## Your assignment
Collect each line of the entries that holds the string "frog".

## Data for analysis
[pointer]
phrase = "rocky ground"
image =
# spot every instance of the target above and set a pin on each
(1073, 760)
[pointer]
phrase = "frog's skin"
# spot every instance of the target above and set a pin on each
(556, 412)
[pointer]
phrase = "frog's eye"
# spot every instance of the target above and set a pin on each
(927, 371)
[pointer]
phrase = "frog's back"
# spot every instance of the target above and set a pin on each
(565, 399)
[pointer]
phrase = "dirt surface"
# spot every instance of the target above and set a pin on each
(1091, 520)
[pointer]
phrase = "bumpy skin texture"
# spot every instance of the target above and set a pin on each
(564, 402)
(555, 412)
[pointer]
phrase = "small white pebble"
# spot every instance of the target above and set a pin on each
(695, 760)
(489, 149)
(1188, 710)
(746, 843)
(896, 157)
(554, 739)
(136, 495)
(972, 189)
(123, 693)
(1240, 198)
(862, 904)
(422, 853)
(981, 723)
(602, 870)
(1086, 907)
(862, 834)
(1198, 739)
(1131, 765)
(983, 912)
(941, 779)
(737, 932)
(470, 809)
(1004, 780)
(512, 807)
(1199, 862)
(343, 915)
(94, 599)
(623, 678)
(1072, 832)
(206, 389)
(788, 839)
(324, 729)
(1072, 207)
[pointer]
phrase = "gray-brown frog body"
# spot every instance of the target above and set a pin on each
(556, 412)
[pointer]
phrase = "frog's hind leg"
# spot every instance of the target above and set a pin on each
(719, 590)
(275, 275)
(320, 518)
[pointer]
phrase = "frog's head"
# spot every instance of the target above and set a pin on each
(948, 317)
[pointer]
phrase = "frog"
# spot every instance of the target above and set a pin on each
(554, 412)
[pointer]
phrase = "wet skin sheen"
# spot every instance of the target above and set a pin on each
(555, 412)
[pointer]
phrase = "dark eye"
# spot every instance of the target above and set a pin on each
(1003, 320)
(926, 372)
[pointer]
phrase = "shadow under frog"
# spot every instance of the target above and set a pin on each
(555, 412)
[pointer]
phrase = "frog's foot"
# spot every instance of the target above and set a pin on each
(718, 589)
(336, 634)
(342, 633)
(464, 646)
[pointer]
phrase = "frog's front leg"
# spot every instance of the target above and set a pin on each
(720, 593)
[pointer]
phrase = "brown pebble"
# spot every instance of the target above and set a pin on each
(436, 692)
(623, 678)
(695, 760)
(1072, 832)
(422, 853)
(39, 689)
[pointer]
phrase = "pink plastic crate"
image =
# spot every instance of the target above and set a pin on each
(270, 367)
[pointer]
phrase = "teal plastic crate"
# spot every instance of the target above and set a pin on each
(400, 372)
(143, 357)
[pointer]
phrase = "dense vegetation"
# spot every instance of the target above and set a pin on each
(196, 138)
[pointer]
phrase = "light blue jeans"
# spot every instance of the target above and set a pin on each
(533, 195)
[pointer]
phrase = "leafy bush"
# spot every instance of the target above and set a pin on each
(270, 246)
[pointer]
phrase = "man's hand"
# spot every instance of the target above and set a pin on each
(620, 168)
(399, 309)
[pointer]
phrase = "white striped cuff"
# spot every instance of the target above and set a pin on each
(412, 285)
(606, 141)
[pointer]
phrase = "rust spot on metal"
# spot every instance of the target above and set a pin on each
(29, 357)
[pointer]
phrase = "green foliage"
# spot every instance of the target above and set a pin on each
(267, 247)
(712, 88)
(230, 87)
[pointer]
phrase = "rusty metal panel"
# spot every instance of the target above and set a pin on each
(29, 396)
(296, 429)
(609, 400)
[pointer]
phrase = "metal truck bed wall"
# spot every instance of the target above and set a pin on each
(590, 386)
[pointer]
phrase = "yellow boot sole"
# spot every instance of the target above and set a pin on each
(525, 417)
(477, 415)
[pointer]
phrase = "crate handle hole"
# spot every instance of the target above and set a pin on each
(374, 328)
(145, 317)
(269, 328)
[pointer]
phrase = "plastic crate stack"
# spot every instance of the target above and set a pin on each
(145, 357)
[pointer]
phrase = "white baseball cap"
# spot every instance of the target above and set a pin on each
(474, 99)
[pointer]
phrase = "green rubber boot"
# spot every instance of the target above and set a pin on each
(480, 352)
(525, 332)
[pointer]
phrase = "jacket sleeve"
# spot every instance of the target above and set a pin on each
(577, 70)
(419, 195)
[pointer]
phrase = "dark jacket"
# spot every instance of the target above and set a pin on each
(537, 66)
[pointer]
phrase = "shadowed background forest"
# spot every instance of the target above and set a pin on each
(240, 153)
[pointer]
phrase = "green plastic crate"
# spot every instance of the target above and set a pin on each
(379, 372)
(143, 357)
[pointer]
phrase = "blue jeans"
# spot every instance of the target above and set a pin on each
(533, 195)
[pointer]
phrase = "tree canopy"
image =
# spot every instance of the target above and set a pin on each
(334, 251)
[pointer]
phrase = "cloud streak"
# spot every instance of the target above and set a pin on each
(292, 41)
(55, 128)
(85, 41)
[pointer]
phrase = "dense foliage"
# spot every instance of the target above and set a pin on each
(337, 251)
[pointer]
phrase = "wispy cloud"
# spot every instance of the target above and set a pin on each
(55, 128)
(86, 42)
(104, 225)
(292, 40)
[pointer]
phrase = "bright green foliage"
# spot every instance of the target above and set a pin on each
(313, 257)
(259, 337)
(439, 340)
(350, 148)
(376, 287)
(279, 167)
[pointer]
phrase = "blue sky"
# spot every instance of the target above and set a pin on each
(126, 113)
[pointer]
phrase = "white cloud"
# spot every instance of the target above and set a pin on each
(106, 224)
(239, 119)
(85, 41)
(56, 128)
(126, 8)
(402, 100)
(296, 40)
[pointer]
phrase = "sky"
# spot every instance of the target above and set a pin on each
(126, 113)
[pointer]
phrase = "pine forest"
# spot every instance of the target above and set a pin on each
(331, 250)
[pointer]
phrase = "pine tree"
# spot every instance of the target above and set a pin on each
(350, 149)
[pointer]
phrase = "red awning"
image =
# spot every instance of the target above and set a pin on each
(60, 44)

## Response to this exercise
phrase = "frog's skin"
phrase = "frog's eye"
phrase = "frog's back"
phrase = "gray-brown frog body"
phrase = "frog's hind leg"
phrase = "frog's head"
phrase = "frog"
phrase = "shadow under frog"
phrase = "frog's foot"
phrase = "frog's front leg"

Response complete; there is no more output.